— Task to complete —
Rewrite the stretch from the line containing "Each instance of the **white dog's ear**" through the end of the entries, requests included. Shift every polygon coordinate in the answers by adding -108 to it, and leave the numbers in the requests and their format samples as they are.

— Information provided —

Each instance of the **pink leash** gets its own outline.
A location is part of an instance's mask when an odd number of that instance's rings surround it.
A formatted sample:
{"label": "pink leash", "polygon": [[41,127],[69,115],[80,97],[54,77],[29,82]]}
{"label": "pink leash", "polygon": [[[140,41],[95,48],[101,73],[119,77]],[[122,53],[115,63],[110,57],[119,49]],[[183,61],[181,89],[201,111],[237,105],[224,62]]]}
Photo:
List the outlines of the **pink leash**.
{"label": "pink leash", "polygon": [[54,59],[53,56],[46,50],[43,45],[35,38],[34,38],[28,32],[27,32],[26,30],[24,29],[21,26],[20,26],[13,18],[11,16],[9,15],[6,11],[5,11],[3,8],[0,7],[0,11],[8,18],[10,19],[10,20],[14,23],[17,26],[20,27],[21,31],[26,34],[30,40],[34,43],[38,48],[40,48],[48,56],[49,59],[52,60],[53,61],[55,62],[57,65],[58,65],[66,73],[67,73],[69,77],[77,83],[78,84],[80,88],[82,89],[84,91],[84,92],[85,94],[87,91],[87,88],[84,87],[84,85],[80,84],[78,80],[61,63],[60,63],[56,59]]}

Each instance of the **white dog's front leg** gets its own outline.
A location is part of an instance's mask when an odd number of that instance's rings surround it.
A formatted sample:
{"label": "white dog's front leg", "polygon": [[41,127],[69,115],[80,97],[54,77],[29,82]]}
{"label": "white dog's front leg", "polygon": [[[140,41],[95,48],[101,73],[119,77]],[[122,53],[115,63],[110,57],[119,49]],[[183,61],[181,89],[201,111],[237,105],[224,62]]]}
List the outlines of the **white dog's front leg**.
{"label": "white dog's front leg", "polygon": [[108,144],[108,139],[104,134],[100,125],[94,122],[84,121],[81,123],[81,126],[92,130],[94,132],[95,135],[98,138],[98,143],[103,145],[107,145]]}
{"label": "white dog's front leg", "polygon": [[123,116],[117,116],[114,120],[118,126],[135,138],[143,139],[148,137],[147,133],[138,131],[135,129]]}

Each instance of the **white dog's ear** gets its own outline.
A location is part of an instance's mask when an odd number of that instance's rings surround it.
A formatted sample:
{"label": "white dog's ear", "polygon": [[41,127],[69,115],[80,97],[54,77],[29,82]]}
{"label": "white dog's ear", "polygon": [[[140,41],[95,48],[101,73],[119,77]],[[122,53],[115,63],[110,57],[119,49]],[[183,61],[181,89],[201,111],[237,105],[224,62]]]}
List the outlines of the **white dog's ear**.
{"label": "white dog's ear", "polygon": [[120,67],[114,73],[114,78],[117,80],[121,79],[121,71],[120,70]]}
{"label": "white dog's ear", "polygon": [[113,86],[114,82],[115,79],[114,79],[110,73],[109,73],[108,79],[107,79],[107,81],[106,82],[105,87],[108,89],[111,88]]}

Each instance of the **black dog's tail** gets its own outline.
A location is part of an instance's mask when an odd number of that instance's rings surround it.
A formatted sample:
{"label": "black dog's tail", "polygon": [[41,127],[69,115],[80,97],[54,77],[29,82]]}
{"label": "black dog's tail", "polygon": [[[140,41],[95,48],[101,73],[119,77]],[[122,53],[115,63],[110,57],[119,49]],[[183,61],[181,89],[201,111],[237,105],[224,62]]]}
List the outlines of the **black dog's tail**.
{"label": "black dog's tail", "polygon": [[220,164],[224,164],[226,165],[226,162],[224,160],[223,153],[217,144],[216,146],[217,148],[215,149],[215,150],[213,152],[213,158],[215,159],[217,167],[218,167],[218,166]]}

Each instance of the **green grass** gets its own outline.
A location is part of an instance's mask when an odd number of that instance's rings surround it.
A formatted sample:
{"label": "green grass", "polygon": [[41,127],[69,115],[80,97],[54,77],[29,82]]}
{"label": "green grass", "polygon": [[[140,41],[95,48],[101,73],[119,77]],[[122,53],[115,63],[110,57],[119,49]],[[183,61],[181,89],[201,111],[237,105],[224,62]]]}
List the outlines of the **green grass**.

— Response to this task —
Each instance of the **white dog's ear** gets its own outline.
A location is part of an instance's mask when an odd number of that instance's rings surround it.
A formatted sample:
{"label": "white dog's ear", "polygon": [[41,127],[69,115],[80,97],[54,77],[29,82]]}
{"label": "white dog's ear", "polygon": [[[140,41],[95,48],[101,73],[119,77]],[[122,53],[115,63],[110,57],[119,49]],[[183,61],[181,89],[201,111],[237,105],[224,62]]]}
List the outlines of the **white dog's ear**.
{"label": "white dog's ear", "polygon": [[12,-41],[6,-35],[6,-30],[9,-28],[13,-29],[13,-37],[12,-38]]}
{"label": "white dog's ear", "polygon": [[5,-22],[6,-26],[7,-29],[6,-29],[2,-35],[1,-35],[0,-29],[-1,-29],[-1,-27],[-2,-26],[-3,-21],[0,-19],[3,-20]]}

Each instance of the **black dog's tail** gets its own outline.
A location is part of an instance's mask when an odd number of that instance's rings surround it.
A formatted sample:
{"label": "black dog's tail", "polygon": [[41,127],[69,115],[80,97],[54,77],[29,82]]}
{"label": "black dog's tail", "polygon": [[[140,41],[95,48],[101,73],[119,77]],[[122,53],[115,63],[110,57],[119,49]],[[183,61],[181,89],[201,111],[237,105],[224,62]]]}
List the outlines of the **black dog's tail**.
{"label": "black dog's tail", "polygon": [[112,56],[116,56],[118,57],[118,54],[116,52],[115,45],[109,36],[108,38],[109,40],[107,41],[107,42],[105,44],[105,50],[107,51],[109,59],[110,59],[110,58]]}

Each instance of the **green grass** gets its own outline.
A location is part of an instance's mask when an odd number of that instance's rings surround it.
A formatted sample:
{"label": "green grass", "polygon": [[41,127],[69,115],[80,97],[54,77],[29,82]]}
{"label": "green grass", "polygon": [[[140,41],[95,48],[101,73],[119,77]],[[122,53],[115,63],[110,57],[119,49]],[[183,61],[181,89],[201,111],[237,105],[224,62]]]}
List the outlines of the **green grass**.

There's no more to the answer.